_Required work_: Please filter the data below down to the lines holding the string "stubble".

(Stored dataset items)
************

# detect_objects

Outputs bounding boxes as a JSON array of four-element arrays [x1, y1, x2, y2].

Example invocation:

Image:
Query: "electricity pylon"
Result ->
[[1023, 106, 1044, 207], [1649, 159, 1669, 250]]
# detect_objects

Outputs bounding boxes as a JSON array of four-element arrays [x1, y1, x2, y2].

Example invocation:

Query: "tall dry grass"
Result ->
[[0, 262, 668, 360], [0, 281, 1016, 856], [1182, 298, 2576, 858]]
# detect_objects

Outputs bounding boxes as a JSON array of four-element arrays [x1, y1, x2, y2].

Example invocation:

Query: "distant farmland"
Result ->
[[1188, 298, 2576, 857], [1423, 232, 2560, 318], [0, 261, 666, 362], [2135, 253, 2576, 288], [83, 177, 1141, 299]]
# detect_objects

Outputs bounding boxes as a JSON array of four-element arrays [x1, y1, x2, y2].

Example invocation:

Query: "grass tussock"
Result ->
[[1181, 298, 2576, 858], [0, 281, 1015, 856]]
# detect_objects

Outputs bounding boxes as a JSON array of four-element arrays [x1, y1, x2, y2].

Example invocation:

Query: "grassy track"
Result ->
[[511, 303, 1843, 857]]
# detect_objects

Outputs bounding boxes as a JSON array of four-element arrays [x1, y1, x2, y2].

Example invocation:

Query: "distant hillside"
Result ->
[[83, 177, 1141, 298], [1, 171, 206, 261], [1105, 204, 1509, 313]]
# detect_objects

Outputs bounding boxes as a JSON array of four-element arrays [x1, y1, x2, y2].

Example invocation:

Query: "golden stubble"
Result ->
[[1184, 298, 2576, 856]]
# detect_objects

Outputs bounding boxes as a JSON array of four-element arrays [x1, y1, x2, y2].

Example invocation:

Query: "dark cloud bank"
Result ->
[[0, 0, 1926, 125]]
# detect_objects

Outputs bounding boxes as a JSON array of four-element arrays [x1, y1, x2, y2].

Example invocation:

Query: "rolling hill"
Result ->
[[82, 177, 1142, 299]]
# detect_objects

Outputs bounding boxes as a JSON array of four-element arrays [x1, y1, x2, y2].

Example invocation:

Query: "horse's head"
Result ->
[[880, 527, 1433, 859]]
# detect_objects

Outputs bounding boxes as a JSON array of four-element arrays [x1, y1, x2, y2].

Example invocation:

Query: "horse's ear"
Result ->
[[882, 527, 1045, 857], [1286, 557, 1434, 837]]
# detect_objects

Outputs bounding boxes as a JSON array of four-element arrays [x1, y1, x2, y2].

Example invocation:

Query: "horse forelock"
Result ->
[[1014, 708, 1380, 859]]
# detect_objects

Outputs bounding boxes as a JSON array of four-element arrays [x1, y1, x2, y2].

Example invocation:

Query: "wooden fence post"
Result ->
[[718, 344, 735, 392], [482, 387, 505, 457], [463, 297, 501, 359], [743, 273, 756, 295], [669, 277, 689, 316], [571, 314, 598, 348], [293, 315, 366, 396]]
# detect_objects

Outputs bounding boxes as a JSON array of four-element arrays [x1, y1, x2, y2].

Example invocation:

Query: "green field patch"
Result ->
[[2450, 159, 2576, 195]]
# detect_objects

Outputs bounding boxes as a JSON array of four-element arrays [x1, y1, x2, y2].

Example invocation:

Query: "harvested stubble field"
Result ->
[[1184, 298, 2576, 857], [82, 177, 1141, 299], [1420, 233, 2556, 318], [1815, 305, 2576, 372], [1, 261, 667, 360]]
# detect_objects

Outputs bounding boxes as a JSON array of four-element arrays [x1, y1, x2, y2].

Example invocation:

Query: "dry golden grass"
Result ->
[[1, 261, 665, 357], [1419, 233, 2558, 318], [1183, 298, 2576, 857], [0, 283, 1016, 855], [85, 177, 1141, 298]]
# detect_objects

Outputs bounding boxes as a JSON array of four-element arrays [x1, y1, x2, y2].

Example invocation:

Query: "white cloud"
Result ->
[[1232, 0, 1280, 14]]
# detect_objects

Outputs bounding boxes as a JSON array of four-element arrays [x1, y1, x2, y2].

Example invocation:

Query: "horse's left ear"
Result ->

************

_Answer for the task_:
Query: "golden stubble"
Query: "harvested stubble field"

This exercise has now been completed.